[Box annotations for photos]
+++

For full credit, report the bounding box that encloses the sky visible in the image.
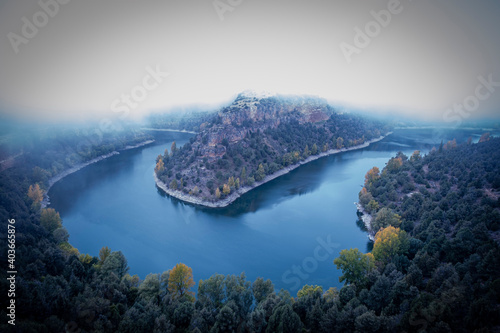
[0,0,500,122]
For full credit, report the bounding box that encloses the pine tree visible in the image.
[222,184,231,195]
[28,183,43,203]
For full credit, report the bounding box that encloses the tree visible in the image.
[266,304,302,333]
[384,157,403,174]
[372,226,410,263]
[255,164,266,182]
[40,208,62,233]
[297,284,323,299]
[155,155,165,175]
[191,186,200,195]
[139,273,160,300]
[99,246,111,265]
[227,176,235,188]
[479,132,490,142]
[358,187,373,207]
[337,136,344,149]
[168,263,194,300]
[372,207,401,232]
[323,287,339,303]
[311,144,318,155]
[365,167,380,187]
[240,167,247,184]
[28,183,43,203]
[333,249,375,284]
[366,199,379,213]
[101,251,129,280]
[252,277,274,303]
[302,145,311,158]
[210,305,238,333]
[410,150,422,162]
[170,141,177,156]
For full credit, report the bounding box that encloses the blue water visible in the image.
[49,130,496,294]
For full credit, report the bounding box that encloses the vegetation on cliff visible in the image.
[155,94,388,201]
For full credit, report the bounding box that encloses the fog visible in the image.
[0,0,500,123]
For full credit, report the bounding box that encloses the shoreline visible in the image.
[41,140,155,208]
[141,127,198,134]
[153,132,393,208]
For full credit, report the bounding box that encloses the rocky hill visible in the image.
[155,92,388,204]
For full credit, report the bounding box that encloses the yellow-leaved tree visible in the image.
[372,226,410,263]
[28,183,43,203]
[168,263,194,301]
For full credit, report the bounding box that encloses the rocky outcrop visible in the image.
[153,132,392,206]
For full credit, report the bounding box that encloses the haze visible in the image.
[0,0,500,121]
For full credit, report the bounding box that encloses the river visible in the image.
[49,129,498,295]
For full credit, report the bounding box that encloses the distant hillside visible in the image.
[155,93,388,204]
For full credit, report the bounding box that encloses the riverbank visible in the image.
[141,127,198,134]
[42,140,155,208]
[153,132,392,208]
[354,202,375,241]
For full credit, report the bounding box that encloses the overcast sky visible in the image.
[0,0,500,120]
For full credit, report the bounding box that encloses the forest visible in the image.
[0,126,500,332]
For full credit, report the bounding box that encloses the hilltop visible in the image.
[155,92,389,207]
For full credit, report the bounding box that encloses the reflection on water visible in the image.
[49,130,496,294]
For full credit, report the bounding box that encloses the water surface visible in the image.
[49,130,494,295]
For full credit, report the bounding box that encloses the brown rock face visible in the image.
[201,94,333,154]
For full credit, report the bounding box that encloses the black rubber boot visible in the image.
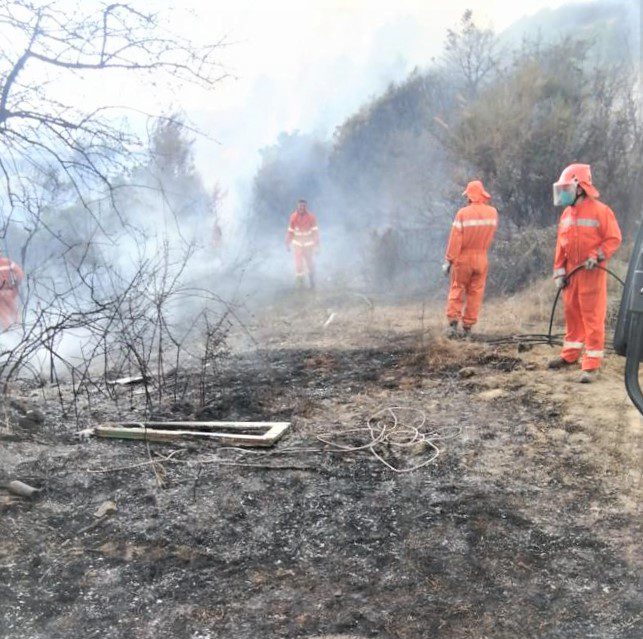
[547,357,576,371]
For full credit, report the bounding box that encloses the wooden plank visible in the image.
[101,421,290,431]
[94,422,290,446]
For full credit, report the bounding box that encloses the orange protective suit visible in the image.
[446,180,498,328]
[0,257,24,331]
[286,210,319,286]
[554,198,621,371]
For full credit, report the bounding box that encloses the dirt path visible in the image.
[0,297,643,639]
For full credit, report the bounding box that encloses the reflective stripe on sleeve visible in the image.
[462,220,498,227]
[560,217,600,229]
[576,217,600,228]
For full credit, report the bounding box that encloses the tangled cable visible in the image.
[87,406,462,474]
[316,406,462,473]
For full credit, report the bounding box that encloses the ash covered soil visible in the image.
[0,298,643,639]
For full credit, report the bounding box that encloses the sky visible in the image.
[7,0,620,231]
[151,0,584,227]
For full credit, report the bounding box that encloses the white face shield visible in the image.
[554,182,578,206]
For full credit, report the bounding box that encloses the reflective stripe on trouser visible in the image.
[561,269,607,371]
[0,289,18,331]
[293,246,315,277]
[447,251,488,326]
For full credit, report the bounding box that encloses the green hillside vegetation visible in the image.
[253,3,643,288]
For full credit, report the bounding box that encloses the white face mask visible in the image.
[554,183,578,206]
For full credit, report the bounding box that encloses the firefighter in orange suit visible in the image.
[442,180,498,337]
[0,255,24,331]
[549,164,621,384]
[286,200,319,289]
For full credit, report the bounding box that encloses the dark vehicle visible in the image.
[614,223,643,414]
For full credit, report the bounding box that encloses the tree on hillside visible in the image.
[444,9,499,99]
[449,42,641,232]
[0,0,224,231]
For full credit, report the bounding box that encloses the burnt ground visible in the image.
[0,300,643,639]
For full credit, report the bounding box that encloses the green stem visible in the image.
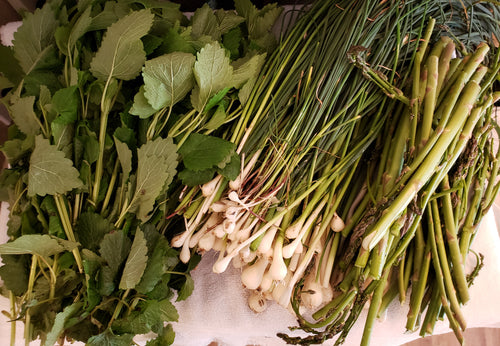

+++

* REQUIREMENT *
Put everything from the line containing "sleeve visible in the image." down to the line containing "[554,183,578,206]" into a JSON list of strings, one string per line, with blank lines left out.

* FINISHED TASK *
[
  "For full credit, report the bounding box that encloses the reflective stripe on sleeve visible in the image.",
  "[462,220,498,227]",
  "[560,217,600,229]",
  "[576,217,600,228]",
  "For full credit, report the bounding box that encloses the tangled cable visible in the image.",
  "[87,406,462,474]",
  "[316,406,462,473]",
  "For full credit, report the bounding box that encloses the ash covered soil visible in the image.",
  "[0,298,643,639]",
  "For full credit, report the bounding box that encloses the sky visible in the image.",
  "[7,0,620,231]",
  "[151,0,584,227]",
  "For full credit, report the bounding box that encloses the white face shield visible in the image.",
  "[554,182,578,206]",
  "For full credit, report the bounding box that encloses the reflective stripe on trouser visible in the image.",
  "[561,269,607,371]",
  "[0,289,18,331]",
  "[293,246,315,277]",
  "[447,251,488,326]",
  "For full credit, report the bounding box that encloses the green hillside vegetation visible in the image.",
  "[253,3,643,288]",
  "For full credit, report the bounding box that encloses the white face mask visible in the image.",
  "[554,183,578,206]"
]